We looked at them. We looked at their service records. Then we looked at each other. We swallowed our first lesson in how to send, on order, one's best men to some other organization. Certainly, in this case, few commanding officers had parted with their jewels. Some of these rough diamonds, we suspected from a comparison of dates, indeed, had been set in chevrons for our needs. There lay their records of battery punishments and courts martial. We pitied those distant, unknown commanders. If these were their best we shrank from picturing their days and nights with the worst. The audacity of the thing caught our imagination. There was, we felt, something to be had from it. They weren't all bad, by any means. Some bccame the most useful of soldiers.

Our medical department arrived about the same time, a worried-looking little group, that trudged through the dust, dodging piles of lumber. It was led by Lieutenant James B. Partamore, who later became captain, and for a time, regimental surgeon.

> Input data:

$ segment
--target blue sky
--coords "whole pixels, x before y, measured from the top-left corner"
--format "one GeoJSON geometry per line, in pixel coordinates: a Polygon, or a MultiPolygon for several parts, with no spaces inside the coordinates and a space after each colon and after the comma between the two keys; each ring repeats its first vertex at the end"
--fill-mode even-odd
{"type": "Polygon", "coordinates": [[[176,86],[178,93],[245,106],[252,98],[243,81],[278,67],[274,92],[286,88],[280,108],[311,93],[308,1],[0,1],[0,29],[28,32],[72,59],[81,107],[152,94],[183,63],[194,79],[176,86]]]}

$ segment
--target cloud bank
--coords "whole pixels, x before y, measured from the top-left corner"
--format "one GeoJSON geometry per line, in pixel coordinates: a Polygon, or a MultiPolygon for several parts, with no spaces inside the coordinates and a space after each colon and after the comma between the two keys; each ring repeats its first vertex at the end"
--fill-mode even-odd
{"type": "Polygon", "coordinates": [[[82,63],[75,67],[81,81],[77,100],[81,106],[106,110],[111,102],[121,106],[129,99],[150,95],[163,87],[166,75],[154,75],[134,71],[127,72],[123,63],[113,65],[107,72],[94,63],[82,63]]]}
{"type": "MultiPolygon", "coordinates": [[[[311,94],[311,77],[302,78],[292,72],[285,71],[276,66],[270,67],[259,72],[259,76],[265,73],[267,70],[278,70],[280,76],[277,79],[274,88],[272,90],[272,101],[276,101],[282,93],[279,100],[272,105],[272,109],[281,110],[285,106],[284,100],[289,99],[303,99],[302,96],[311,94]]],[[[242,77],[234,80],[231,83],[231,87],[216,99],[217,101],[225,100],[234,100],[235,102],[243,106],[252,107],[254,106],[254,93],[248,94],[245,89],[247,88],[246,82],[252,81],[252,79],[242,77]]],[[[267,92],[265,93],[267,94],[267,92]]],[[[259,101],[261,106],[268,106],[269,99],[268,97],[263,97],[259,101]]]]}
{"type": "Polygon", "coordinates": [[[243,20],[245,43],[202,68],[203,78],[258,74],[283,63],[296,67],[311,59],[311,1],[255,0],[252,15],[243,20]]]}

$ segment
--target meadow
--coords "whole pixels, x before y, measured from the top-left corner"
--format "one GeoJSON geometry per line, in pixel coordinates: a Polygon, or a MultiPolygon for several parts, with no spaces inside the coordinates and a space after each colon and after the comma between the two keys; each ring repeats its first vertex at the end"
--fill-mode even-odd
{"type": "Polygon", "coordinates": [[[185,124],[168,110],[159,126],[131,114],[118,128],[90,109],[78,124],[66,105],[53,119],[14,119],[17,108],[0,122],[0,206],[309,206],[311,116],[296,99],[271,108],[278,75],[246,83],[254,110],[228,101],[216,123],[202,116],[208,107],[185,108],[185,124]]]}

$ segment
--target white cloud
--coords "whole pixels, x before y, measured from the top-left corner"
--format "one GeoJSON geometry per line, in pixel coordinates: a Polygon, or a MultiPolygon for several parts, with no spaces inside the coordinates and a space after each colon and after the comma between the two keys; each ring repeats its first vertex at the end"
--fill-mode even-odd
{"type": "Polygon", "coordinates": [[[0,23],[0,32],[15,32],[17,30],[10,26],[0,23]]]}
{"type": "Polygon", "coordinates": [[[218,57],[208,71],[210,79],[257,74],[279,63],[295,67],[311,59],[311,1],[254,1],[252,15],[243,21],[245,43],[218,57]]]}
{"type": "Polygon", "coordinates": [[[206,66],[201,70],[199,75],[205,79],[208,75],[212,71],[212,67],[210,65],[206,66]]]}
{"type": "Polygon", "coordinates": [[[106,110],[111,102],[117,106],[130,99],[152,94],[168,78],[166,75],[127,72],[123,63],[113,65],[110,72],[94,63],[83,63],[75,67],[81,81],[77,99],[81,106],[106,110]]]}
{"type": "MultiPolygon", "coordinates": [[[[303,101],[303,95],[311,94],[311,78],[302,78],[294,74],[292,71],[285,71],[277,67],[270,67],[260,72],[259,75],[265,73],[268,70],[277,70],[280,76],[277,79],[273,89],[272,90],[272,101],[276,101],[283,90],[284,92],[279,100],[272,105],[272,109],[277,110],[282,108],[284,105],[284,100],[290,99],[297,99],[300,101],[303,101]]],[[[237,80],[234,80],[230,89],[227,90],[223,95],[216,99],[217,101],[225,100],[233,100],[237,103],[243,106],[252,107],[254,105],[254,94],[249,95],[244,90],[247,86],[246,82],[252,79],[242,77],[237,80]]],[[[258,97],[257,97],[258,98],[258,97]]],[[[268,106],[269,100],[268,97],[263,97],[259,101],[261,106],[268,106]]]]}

> Problem: Pick up the passage about the regiment's new men and medical department after its final sentence and keep writing it. The entries have nothing to do with what you're asked to do here.

> Result of this exercise:
Lieutenant Dennis J. Cronin was assigned as 1st Battalion Surgeon, and Lieutenant Marshall A. Moore as 2nd Battalion Surgeon.

That very day Dr. Parramore constructed a table in Regimental Headquarters. He placed upon it with proud gestures a tin of alcohol, a demijohn of castor oil, a few assorted pills, and gallons, literally, of iodine. He announced himself open for business.

Business, fortunately, was dull, so the adjutant reached out for Parramore's enlisted personnel, sat them on a bench in the hall, and—Behold!—for the first time Regimental Headquarters had orderlies. There was no doubt about it. We were growing.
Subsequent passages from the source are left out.